Referring expression data:
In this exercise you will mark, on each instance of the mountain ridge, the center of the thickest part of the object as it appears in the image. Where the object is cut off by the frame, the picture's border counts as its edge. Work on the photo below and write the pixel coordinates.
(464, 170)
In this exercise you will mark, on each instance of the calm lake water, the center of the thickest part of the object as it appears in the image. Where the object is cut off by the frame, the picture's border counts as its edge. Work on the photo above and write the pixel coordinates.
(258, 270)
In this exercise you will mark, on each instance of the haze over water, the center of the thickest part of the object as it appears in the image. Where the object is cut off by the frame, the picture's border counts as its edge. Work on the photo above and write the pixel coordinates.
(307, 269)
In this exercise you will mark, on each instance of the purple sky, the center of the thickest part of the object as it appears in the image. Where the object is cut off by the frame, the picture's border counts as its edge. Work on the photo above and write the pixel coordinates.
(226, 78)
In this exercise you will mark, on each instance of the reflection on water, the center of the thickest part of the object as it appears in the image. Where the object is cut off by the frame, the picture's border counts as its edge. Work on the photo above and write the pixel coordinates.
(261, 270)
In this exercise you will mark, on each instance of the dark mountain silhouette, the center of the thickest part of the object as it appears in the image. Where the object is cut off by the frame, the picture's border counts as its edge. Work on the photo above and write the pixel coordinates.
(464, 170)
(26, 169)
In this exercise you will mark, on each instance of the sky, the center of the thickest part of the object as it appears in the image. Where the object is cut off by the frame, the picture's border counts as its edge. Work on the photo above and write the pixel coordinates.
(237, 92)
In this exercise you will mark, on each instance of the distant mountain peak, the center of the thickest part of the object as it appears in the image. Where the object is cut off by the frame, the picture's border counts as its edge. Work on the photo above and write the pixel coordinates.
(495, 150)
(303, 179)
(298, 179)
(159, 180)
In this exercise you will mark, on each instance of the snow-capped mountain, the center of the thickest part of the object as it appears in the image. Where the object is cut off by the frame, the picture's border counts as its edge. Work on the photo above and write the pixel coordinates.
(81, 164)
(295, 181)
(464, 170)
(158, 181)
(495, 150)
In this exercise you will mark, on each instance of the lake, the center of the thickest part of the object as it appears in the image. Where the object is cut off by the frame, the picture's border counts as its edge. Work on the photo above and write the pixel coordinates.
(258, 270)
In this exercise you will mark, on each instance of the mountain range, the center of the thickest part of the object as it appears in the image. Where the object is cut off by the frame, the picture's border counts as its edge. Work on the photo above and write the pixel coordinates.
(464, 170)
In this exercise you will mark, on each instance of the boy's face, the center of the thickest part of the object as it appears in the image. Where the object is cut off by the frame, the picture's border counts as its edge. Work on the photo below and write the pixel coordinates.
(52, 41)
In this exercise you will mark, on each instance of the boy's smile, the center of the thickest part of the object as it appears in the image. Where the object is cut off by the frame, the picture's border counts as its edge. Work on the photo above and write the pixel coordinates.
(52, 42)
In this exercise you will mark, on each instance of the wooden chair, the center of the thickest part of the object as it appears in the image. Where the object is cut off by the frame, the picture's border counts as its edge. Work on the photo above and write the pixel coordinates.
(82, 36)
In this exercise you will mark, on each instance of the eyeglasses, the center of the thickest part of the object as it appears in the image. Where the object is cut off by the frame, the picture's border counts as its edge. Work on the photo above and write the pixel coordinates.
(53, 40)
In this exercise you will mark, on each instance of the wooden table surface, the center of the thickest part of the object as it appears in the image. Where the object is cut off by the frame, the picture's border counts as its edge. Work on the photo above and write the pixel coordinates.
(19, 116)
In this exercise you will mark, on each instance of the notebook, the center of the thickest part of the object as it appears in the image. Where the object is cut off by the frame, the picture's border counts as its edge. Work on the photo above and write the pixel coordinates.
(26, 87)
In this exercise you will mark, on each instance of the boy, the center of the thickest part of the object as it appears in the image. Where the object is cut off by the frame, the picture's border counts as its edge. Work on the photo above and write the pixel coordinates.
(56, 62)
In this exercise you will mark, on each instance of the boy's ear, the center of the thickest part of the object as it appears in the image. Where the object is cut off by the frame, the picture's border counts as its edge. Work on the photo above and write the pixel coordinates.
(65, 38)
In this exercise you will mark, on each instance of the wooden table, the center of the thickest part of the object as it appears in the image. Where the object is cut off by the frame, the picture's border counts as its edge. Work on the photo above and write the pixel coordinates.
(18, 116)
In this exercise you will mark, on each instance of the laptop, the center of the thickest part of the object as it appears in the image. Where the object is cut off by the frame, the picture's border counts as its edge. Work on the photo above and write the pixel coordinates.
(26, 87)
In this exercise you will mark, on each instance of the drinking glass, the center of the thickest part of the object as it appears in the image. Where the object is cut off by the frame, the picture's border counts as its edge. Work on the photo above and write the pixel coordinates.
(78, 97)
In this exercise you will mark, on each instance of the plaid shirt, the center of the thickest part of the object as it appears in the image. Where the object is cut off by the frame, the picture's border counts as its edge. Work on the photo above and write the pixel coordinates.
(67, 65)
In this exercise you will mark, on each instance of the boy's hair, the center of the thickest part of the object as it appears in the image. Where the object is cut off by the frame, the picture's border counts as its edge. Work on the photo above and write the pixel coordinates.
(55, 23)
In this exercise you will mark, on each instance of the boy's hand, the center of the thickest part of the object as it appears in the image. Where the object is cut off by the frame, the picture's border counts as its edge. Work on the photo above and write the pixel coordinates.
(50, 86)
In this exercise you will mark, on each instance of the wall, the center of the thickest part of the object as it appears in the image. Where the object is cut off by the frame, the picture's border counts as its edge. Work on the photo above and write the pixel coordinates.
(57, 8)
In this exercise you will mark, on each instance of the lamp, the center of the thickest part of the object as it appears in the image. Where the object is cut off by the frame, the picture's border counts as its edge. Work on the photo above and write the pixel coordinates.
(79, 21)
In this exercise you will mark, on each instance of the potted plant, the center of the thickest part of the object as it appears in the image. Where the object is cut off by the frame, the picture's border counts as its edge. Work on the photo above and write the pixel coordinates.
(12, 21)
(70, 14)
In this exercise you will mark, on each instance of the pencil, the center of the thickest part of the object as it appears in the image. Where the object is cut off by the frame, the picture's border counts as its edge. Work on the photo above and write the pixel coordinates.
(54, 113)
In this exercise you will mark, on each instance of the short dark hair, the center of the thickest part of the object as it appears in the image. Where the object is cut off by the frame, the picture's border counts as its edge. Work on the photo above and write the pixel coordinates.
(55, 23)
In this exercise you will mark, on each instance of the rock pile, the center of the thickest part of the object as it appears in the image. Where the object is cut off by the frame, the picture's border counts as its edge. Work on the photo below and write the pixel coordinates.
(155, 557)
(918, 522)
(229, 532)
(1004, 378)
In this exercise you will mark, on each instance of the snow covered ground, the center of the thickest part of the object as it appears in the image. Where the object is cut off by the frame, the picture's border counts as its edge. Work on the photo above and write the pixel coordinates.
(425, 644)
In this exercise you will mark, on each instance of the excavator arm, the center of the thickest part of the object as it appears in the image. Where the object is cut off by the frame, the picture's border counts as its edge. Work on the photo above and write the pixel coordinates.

WHAT YOU NEED TO DO
Your task is to print all of the records exactly.

SOLVED EXERCISE
In this exercise you will mark, on each instance of the mountain ridge, the center of the thickest part of the object as it appears in the image. Where the object is cut off by the frame, the picture's border counts as its edge. Work on the photo below and write the pixel coordinates.
(464, 170)
In this exercise you will mark, on each instance of the calm lake water, the center of the thickest part of the object as it appears in the image. Where the object is cut off by the frame, the picture's border counts as its edge. Work on the photo above and write the pixel coordinates.
(258, 270)
In this exercise you will mark, on each instance of the haze over water, the center of the thickest part of the object as it appears in the image. Where the object is cut off by the frame, the picture's border counts as its edge. Work on the photo above and write the pixel coordinates.
(307, 269)
In this exercise you will mark, on each instance of the purple sky, the center of the thickest part of the object as it appears in the image. Where the object is cut off by the frame, the picture's border counts as its edge. Work on the photo above and write the pixel coordinates.
(226, 78)
In this exercise you will mark, on each instance of the reflection on water, the center of the thickest part of the object as it appears in the image. Where the object is cut off by the frame, the picture's border counts as its edge. Work on the photo above and write the pixel coordinates.
(261, 270)
In this exercise you will mark, on each instance of the dark mountain silhouette, the center of the thickest part of the object as it appears in the image. Where the object is cut off by the frame, the picture's border counts as its edge. Work on the photo above and write the pixel coordinates.
(464, 170)
(26, 169)
In this exercise you will mark, on each instance of the sky, the center of the thickest part of the object as it appears in the image. Where the object is cut off by the frame, the picture's border counts as its edge. Work on the photo above and write the pixel coordinates.
(237, 92)
In this exercise you will mark, on each instance of the distant mountain peak, the center of the thickest part of the object as it appears in the image. Where the object is cut off by the frame, the picture's border counts as its edge. Work on the photo above and write the pixel coordinates.
(495, 150)
(303, 179)
(298, 179)
(159, 180)
In this exercise you will mark, on each instance of the snow-capped mountain, the center of the thickest part of the object as it appears in the image. Where the object is cut off by the frame, the picture's border counts as its edge. Work on the photo above and write the pixel coordinates.
(81, 164)
(295, 181)
(464, 170)
(158, 181)
(495, 150)
In this exercise you will mark, on each instance of the lake, the center of the thickest part of the object as it appears in the image. Where the object is cut off by the frame, the picture's border counts as its edge. Work on the photo above and write the pixel coordinates.
(258, 270)
In this exercise you will mark, on each instance of the mountain range, the center of the thickest part of the object as it appears in the image. Where the object is cut off by the frame, the picture's border counts as its edge. Work on the photo above and write the pixel coordinates.
(464, 170)
In this exercise you will mark, on each instance of the boy's face, the center of the thickest part of the object as it appears in the image. Where the object is cut off by the frame, the picture's border counts as its edge. Work on the photo below and write the pixel coordinates.
(52, 41)
In this exercise you will mark, on each instance of the boy's smile, the center of the thickest part of the object as it appears in the image. Where the object is cut off by the frame, the picture's border counts as its edge. Work on the photo above and write the pixel coordinates.
(52, 42)
In this exercise you will mark, on each instance of the wooden chair, the center of the thickest part of the object as it appears in the image. Where the object is cut off by the frame, the picture's border counts as its edge. Work on the photo above and write the pixel coordinates.
(82, 36)
In this exercise you will mark, on each instance of the eyeglasses, the center of the thickest part of the object as it appears in the image. Where the object is cut off by the frame, the picture's border counts as its edge. Work on the photo above and write the pixel coordinates.
(53, 40)
In this exercise you will mark, on each instance of the wooden table surface, the center of the thickest part of the object as it appears in the image. Where the object is cut off by the frame, the picture's border counts as its edge. Work on the photo above and write the pixel coordinates.
(19, 116)
In this exercise you will mark, on each instance of the notebook, the center of the thickest part of the object as it appears in the image. Where the object is cut off by the frame, the picture's border counts as its edge. Work on the photo above and write the pixel coordinates.
(26, 87)
In this exercise you will mark, on each instance of the boy, the center of the thickest part of the object as it appears in the image. Where the object is cut off by the frame, the picture's border counts as its edge. Work on the photo above and write the pixel coordinates.
(56, 62)
In this exercise you will mark, on each instance of the boy's ear, the center of the thickest part of the object as it appears in the image. Where the object is cut off by the frame, the picture's border counts as its edge. Work on the photo above and write the pixel coordinates.
(65, 38)
In this exercise you will mark, on each instance of the wooden table, the center of the thickest part of the object as it appears in the image. Where the object is cut off by the frame, the picture's border counts as its edge. Work on the photo above and write the pixel coordinates.
(18, 116)
In this exercise you will mark, on each instance of the laptop, the center of the thickest part of the object as it appears in the image. Where the object is cut off by the frame, the picture's border counts as its edge. Work on the photo above and write the pixel coordinates.
(26, 87)
In this exercise you will mark, on each instance of the drinking glass, the center of the thickest part of the object as it appears in the image. Where the object is cut off by the frame, the picture's border counts as its edge. Work on the photo above and write the pixel coordinates.
(78, 97)
In this exercise you will mark, on each instance of the plaid shirt, the center of the thickest part of the object as it appears in the image. Where the object is cut off by the frame, the picture's border counts as its edge. Work on the photo above and write the pixel coordinates.
(67, 65)
In this exercise you will mark, on each instance of the boy's hair, the center of the thickest part of the object as it appears in the image. Where the object is cut off by the frame, the picture's border counts as its edge. Work on the photo above and write the pixel coordinates.
(55, 23)
In this exercise you will mark, on each instance of the boy's hand, the center of the thickest part of the object as it appears in the image. Where the object is cut off by the frame, the picture's border counts as its edge. Work on the photo above and write the pixel coordinates.
(50, 86)
In this exercise you will mark, on each instance of the wall, the center of the thickest part of the object as it appears in the image. Where the object is cut off by the frame, the picture's border counts as its edge. Work on the photo above and write the pixel coordinates.
(57, 8)
In this exercise you will mark, on each instance of the lamp, the center of the thickest part of the object as it appears in the image. Where the object is cut off by the frame, the picture's border counts as its edge. Work on the photo above and write the pixel coordinates.
(79, 21)
In this exercise you will mark, on each instance of the potted plant, the center of the thickest part of the object as it appears in the image. Where the object is cut off by the frame, the picture's border counts as its edge. Work on the photo above and write the pixel coordinates.
(12, 21)
(70, 14)
In this exercise you will mark, on each instance of the pencil, the center of the thickest part of the object as it appears in the image. Where the object is cut off by the frame, the picture's border counts as its edge. Work on the photo above and write the pixel coordinates.
(54, 113)
In this exercise you will mark, on each instance of the short dark hair, the center of the thickest part of the object as it appears in the image. Where the object is cut off by the frame, the picture's border counts as its edge. Work on the photo above and write the pixel coordinates.
(55, 23)
In this exercise you will mark, on each instance of the rock pile, the center of the thickest part of the object as it appears in the image. Where the object is cut off by the frame, the picture's border counts as its edge. Work on the photo below and write the pixel coordinates.
(155, 557)
(918, 522)
(229, 532)
(1004, 378)
In this exercise you will mark, on each instance of the snow covered ground, the center of the thickest part of the object as it appears in the image. Where the object is cut off by the frame, the picture's border counts as its edge. Work on the photo above and write the pixel coordinates.
(425, 644)
In this exercise you will mark, on each instance of the excavator arm, the center of the thickest part of the object as it appears in the image. Where the object is cut off by the frame, the picture's border counts as its edge. Work on the photo above and write the pixel coordinates.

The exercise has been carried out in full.